Exercise description
Copy out the data below. Leave nothing out and alter nothing.

# # # # #

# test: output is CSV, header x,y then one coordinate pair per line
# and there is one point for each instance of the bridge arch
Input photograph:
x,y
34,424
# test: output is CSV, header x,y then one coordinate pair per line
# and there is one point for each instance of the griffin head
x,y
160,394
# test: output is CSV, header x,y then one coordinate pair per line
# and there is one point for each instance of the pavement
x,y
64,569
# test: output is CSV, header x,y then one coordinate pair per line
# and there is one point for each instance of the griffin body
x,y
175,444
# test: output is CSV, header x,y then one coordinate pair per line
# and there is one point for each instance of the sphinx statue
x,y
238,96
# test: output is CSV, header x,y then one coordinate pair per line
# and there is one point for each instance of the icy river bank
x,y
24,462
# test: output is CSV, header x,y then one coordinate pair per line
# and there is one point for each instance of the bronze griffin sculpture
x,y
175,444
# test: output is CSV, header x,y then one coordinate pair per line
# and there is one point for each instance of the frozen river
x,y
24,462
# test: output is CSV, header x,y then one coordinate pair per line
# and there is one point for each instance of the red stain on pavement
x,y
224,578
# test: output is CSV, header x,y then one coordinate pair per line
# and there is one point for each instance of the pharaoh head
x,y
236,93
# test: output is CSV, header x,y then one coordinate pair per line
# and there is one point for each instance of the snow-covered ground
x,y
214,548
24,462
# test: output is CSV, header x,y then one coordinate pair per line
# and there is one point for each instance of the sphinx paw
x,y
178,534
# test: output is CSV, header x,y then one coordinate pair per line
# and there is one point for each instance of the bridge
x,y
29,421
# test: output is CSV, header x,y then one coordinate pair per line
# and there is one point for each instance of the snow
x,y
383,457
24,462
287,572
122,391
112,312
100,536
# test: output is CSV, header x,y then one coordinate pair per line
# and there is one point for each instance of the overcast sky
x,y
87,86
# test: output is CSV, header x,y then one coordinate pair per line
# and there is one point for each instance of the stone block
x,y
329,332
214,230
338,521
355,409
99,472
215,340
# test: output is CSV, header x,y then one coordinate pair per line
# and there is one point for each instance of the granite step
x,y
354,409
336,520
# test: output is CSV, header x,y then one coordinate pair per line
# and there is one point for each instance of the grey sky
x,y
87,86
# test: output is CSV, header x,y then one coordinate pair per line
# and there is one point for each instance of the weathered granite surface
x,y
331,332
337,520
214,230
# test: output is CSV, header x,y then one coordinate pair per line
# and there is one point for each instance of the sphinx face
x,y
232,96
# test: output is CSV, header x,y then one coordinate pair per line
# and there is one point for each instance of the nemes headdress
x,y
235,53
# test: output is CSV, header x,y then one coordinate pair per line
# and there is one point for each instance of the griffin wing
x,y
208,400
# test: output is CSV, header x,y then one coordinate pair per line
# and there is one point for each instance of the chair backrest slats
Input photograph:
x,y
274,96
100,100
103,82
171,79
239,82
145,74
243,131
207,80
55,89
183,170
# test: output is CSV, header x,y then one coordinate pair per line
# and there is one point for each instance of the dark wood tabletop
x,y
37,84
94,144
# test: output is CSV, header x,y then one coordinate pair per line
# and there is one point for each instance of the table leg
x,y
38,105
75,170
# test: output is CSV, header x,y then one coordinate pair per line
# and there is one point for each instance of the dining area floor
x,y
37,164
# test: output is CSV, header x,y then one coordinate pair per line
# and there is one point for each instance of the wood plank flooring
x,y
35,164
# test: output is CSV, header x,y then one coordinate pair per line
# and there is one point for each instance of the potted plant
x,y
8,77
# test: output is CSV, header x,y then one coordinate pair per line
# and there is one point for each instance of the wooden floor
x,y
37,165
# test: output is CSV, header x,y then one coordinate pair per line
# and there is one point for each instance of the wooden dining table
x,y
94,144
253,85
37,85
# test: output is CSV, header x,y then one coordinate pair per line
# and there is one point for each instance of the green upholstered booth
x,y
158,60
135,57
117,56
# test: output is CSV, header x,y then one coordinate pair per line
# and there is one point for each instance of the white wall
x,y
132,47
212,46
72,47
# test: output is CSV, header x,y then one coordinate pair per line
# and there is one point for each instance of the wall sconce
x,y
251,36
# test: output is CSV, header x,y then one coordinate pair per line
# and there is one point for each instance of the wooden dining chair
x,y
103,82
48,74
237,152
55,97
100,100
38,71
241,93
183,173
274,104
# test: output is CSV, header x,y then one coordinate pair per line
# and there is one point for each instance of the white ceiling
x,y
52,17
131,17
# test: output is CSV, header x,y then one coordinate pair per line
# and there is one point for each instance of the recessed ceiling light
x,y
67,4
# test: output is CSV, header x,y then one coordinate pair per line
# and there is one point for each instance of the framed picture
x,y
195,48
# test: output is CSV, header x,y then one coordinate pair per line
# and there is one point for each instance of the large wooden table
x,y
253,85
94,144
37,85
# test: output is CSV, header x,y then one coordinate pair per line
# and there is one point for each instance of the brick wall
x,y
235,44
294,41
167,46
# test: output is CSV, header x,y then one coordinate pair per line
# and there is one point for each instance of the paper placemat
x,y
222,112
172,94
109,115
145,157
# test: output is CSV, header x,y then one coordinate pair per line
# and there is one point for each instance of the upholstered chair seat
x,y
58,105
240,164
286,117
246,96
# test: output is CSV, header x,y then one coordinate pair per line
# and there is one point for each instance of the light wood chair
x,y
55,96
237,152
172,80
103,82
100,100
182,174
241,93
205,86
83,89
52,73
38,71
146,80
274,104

# # # # #

Expected output
# test: output is CSV, header x,y then one coordinate pair per line
# and there is one point for each instance of the bridge arch
Input photograph:
x,y
34,424
# test: output is CSV, header x,y then one coordinate pair per line
# and there is one point for each instance of the griffin head
x,y
160,394
# test: output is CSV, header x,y then one coordinate pair per line
# and there is one point for each instance of the pavement
x,y
64,569
# test: output is CSV, header x,y then one coordinate pair per line
# and there is one point for each instance of the griffin body
x,y
175,444
# test: output is CSV, header x,y then one coordinate pair per line
# and there is one point for each instance of the sphinx statue
x,y
238,96
# test: output is CSV, header x,y then one coordinate pair per line
# and there is one point for each instance of the icy river bank
x,y
24,462
# test: output is CSV, header x,y then one coordinate pair per line
# and there is one point for each instance of the bronze griffin sculpture
x,y
175,444
# test: output is CSV, header x,y then one coordinate pair per line
# and there is one point for each instance of the frozen river
x,y
24,462
# test: output is CSV, header x,y then one coordinate pair per line
# and there is one point for each instance of the red stain on pavement
x,y
224,578
# test: output is CSV, header x,y then one coordinate pair per line
# and there is one point for each instance of the pharaoh head
x,y
236,93
# test: output is CSV, header x,y then one coordinate pair per line
# and there is one point for each instance of the snow-covered ground
x,y
214,548
24,462
# test: output is CSV, header x,y then one coordinate pair per line
# and there is one point for each instance of the sphinx paw
x,y
178,534
# test: output is CSV, header x,y then one coordinate pair per line
# and there is one point for each instance of the bridge
x,y
29,421
# test: output is CSV, header x,y then one coordinate pair per line
# and there is one point for each instance of the snow
x,y
383,457
24,462
287,572
122,391
112,312
100,536
# test: output is CSV, header x,y then one coordinate pair per line
# and there is one point for each instance of the overcast sky
x,y
87,86
# test: output is CSV, header x,y then one coordinate pair per line
# and there is one point for each instance of the stone block
x,y
329,332
214,230
338,521
355,409
99,472
215,340
# test: output is CSV, header x,y then one coordinate pair per line
# and there is one point for each instance of the granite step
x,y
354,409
336,520
# test: output is CSV, header x,y then one coordinate pair per line
# and there is one point for each instance of the grey sky
x,y
87,86
# test: output is CSV, header x,y then one coordinate pair per line
# and there is one point for each instance of the weathered granite surface
x,y
331,332
337,520
214,230
# test: output is CSV, header x,y then one coordinate pair per line
# and there is one point for each instance of the sphinx face
x,y
232,96
# test: output is CSV, header x,y then one coordinate pair per line
# and there is one point for each instance of the nemes headdress
x,y
235,53
# test: output is CSV, header x,y then one coordinate pair per line
# and there is one point for each instance of the griffin wing
x,y
208,400
# test: output is CSV, header x,y then one coordinate pair per line
# and there is one point for each instance of the chair backrest slats
Input photograph:
x,y
274,96
100,100
103,82
171,79
239,82
145,74
243,131
207,80
55,89
183,170
# test: output is CSV, header x,y then one coordinate pair per line
# and there is one point for each instance of the dark wood tabletop
x,y
37,84
94,144
# test: output is CSV, header x,y then one coordinate pair per line
# and there is one point for each instance of the table leg
x,y
38,105
75,170
# test: output is CSV, header x,y then one coordinate pair per line
# and there is one point for each instance of the dining area floor
x,y
37,164
# test: output is CSV, header x,y then one coordinate pair per line
# and there is one point for each instance of the wood plank flooring
x,y
35,164
# test: output is CSV, header x,y then one coordinate pair per line
# and there is one point for each instance of the potted plant
x,y
8,77
# test: output is CSV, header x,y then one coordinate pair per line
# and there is one point for each instance of the wooden floor
x,y
37,165
# test: output is CSV, header x,y then one coordinate pair per line
# and there is one point for each instance of the wooden dining table
x,y
94,144
253,85
37,85
# test: output is CSV, header x,y then one coordinate pair per line
# and there is one point for each instance of the green upholstered booth
x,y
158,60
135,57
117,56
# test: output is CSV, header x,y then one coordinate pair per line
# and there is one point for each instance of the white wall
x,y
132,47
212,46
72,47
# test: output is CSV, header x,y then one coordinate pair per line
# and there is one point for each instance of the wall sconce
x,y
251,36
# test: output is CSV, header x,y then one coordinate pair per line
# and there is one point for each instance of the wooden dining chair
x,y
103,82
48,74
237,152
55,97
100,100
38,71
241,93
183,173
274,104
# test: output is CSV, header x,y then one coordinate pair per line
# and there is one point for each instance of the white ceiling
x,y
52,17
131,17
# test: output is CSV, header x,y then one coordinate pair per line
# and there is one point for each instance of the recessed ceiling light
x,y
67,4
# test: output is CSV, header x,y then one coordinate pair per line
# and there is one point for each instance of the framed picture
x,y
195,48
# test: output is CSV, header x,y then one coordinate pair per line
# and there is one point for each instance of the large wooden table
x,y
253,85
94,144
37,85
# test: output is CSV, header x,y then one coordinate pair per line
# and there is one point for each instance of the brick wall
x,y
235,44
294,41
167,46
# test: output is CSV, header x,y then one coordinate pair per line
# and there is one point for each instance of the paper placemat
x,y
222,112
172,94
109,115
145,157
# test: output is CSV, header x,y then one coordinate pair per line
# and there is one point for each instance of the upholstered chair seat
x,y
58,105
240,164
286,117
246,96
# test: output is CSV, header x,y then one coordinate pair per line
# and there is one point for each instance of the light wood chair
x,y
55,96
237,152
172,80
103,82
100,100
182,174
241,93
205,86
83,89
52,73
38,71
146,80
274,104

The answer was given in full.